━━━━━ Supplied text
It’s just a sarong at twilight as the saronged lady Dorothy Lamour leads director Alfred Santell’s lavish but creaky 1941 reworking of Maurice Tourneur’s 1926 silent movie (with Gilda GrayPercy Marmont and Warner Baxter), mixing adventure and romance to please the escapist-minded World War Two wartime audience.

Paramount Pictures got audiences all of a quiver with ‘Pagan love – in an exotic, exciting tropic paradise!’ They are selling sex on the South Seas, no doubt about it.

It was nominated for two Oscars: Best Cinematography, Color (Karl Struss, Wilfred M Cline and William E Snyder) and Best Effects, Special Effects (Gordon Jennings, Farciot Edouart, and Louis Mesenkop).

Jon Hall co-stars as a young Polynesian chief called Tanoa, who quits college at Harvard in America to prevent a native uprising in Tahiti when his father dies. Naturally, Lamour plays Aloma and provides Hall’s lovely love interest, or perhaps Hall provides Lamour’s love interest.
━━━━━━━━━━
━━━━━ Information given
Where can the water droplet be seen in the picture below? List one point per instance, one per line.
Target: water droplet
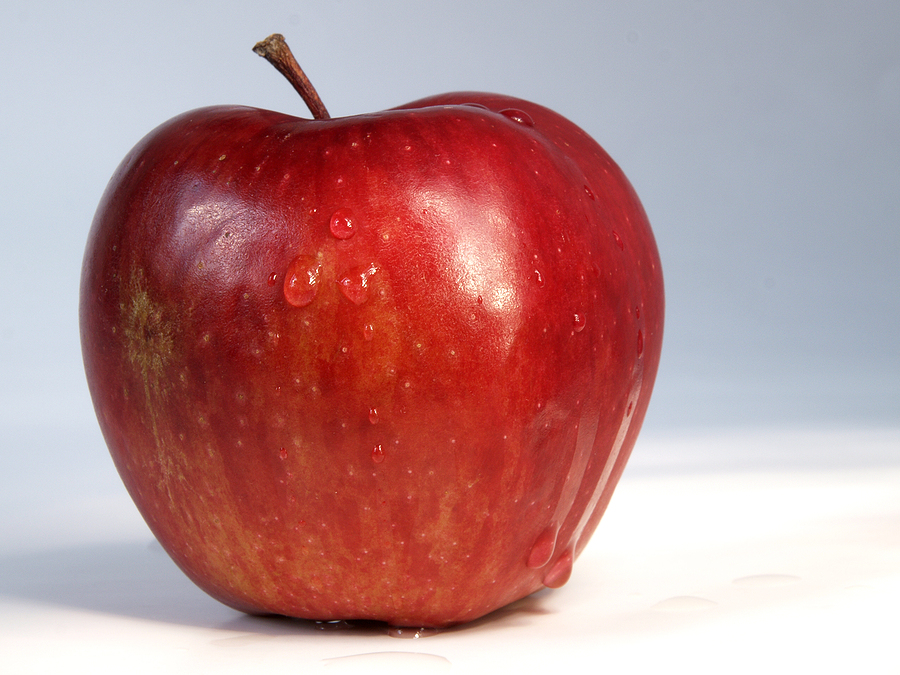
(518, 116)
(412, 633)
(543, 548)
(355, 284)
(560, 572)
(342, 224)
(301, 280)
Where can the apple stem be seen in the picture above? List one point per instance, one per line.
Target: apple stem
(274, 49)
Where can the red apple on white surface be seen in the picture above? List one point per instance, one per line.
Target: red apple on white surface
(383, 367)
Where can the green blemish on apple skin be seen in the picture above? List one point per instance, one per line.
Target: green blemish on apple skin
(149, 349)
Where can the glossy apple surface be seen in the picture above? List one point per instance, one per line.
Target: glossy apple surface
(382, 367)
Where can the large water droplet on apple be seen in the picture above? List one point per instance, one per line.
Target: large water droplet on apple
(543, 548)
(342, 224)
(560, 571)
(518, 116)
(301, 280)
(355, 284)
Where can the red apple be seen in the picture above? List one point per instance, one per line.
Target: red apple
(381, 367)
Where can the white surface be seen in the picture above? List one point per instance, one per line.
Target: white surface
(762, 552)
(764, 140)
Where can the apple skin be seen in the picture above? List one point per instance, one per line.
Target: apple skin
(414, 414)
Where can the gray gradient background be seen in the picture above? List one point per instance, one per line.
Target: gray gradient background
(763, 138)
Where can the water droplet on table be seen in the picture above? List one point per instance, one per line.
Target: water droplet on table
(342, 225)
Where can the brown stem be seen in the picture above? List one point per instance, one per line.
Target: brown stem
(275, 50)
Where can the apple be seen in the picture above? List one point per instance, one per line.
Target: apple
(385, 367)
━━━━━━━━━━
**Exercises:**
a) Can you restate, word for word, the stretch of the film review from "It was nominated" through "and Louis Mesenkop)."?
b) Does each statement below agree with the film review? Answer yes or no for each, quoting the deciding words from the review. (i) The film was nominated for two Oscars. (ii) Tanoa quits college at Harvard when his father dies. (iii) The 1941 film was directed by Maurice Tourneur.

**Answers to this exercise:**
a)
It was nominated for two Oscars: Best Cinematography, Color (Karl Struss, Wilfred M Cline and William E Snyder) and Best Effects, Special Effects (Gordon Jennings, Farciot Edouart, and Louis Mesenkop).

b)
(i) Yes: "It was nominated for two Oscars"
(ii) Yes: "who quits college at Harvard in America to prevent a native uprising in Tahiti when his father dies"
(iii) No: "director Alfred Santell’s lavish but creaky 1941 reworking of Maurice Tourneur’s 1926 silent movie"